提示文
農薬は本当に必要?

農薬に関する法律、指導要綱、社会的役割などについて

遺伝子組み換え技術を使い、農薬を使わずに栽培できる作物が開発されましたか。

除草剤耐性作物、害虫抵抗性作物、耐病性作物などの遺伝子組み換え作物の導入により農薬の使用量を減らすことができたと報告されていますが、農薬を一切使わずに栽培できる作物はいまだ開発されていません。

遺伝子組換え技術の利用により、除草剤耐性作物、害虫抵抗性作物、耐病性作物などが開発され、現在多くの国々で栽培されています。除草剤耐性作物は、特定の除草剤を散布しても枯れないという特徴を持っています。害虫抵抗性あるいは耐病性作物は、特定の害虫やウイルス防除のために農薬を使わずに済む作物です。これらの遺伝子組換え作物の導入により農薬の使用量を減少させることはできますが、農薬を全く使わずに済む作物はいまだ開発されていません。遺伝子組み換え技術を使う場合でも、化学農薬を上手に利用することが重要です。

遺伝子組換え作物は、2019年現在世界29か国で合計1億9,000万ヘクタール以上の農地で栽培されています(ISAAA, 2019)。栽培面積を作物別に見ると、ダイズ、トウモロコシ、ワタ、ナタネの順となっています。

世界の遺伝子組換え作物の作物別栽培面積
世界の遺伝子組換え作物の作物別栽培面積

ISAAA 資料を元にバイテク情報普及会取りまとめ)

遺伝子組換え技術によって導入した特徴、すなわち形質のうち、除草剤耐性が最も利用されてきました。当初は、除草剤耐性や害虫抵抗性などの形質を一つだけ含む品種が栽培されていましたが、近年では複数の形質を併せ持つ品種(スタック)の栽培が増えています(ISAAA, 2019)。

提供データ
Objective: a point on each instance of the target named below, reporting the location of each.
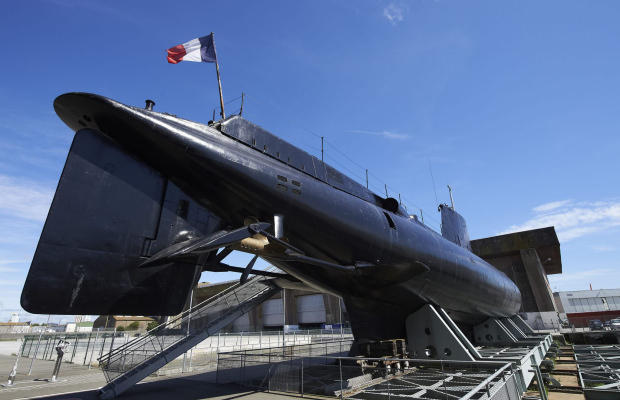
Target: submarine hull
(355, 244)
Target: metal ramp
(129, 364)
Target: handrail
(150, 335)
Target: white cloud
(602, 247)
(24, 199)
(386, 134)
(393, 13)
(551, 206)
(581, 275)
(572, 219)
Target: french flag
(200, 50)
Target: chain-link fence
(321, 370)
(84, 348)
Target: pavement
(78, 382)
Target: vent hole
(390, 221)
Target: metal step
(238, 301)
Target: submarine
(147, 201)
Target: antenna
(433, 179)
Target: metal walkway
(129, 364)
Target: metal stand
(432, 334)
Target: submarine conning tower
(453, 227)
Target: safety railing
(295, 371)
(189, 323)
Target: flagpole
(219, 82)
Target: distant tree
(133, 326)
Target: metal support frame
(429, 336)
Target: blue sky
(515, 105)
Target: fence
(86, 348)
(317, 370)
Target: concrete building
(85, 326)
(581, 306)
(304, 310)
(527, 258)
(117, 321)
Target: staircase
(129, 364)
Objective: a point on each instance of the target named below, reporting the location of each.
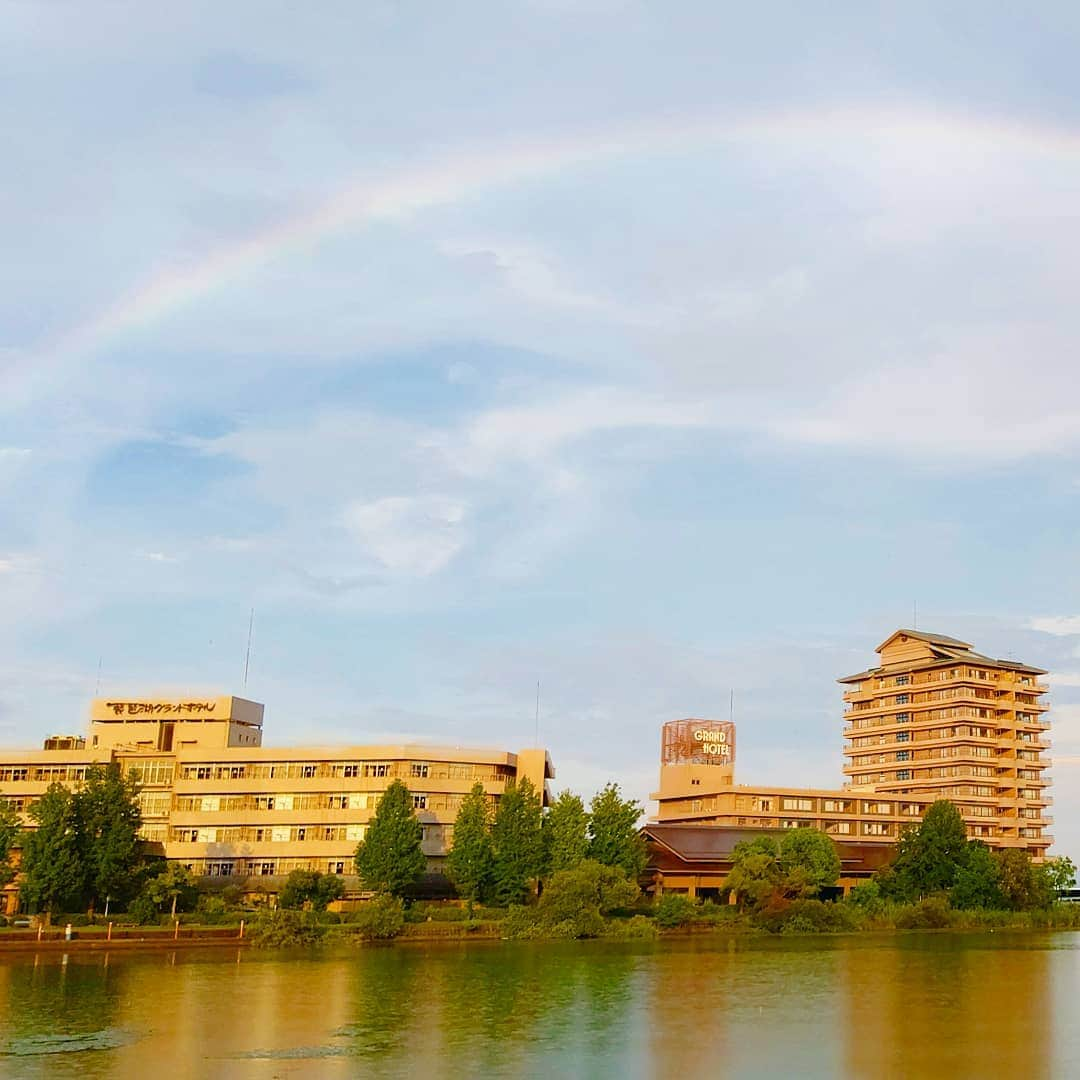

課題 1
農薬と遺伝子組換え作物に関する文章から、「除草剤耐性作物は、特定の除草剤を散布しても枯れないという特徴を持っています。」という文を英語に訳してください。
課題 2
農薬と遺伝子組換え作物に関する文章によると、2019年現在、遺伝子組換え作物は世界何か国で栽培されていますか。
課題 3
農薬と遺伝子組換え作物に関する文章を、最後の文に続けて書き進めてください。

解答 1
Herbicide-tolerant crops have the characteristic of not dying even when a specific herbicide is sprayed on them.

解答 2
世界29か国です。

解答 3
世界の遺伝子組換え作物の形質別栽培面積
世界の遺伝子組換え作物の形質別栽培面積

ISAAA 資料を元にバイテク情報普及会取りまとめ)

除草剤耐性作物とは、特定の除草剤を不活化する酵素や、特定の除草剤の影響を受けない酵素を作る遺伝子を導入した作物です。除草剤には、対象の作物には影響の少ない選択性除草剤と、どの植物も枯らしてしまう非選択性除草剤があります。従来、農家は雑草の種類に合わせて複数種類の選択性除草剤を使用したり、除草のために農地をトラクターで耕起したりする必要がありました。除草剤耐性作物を導入すると、特定の非選択性農薬の散布により、作物に被害を与えることなく雑草だけを枯らすことができます。さらに、不耕起栽培が可能になるため、農作業の省力化、耕起による土壌流亡の防止、トラクター使用による燃料消費量や炭酸ガス排出量の削減など、経済面のみならず環境面でのメリットも生まれています(Brookes and Barfoot, 2016)。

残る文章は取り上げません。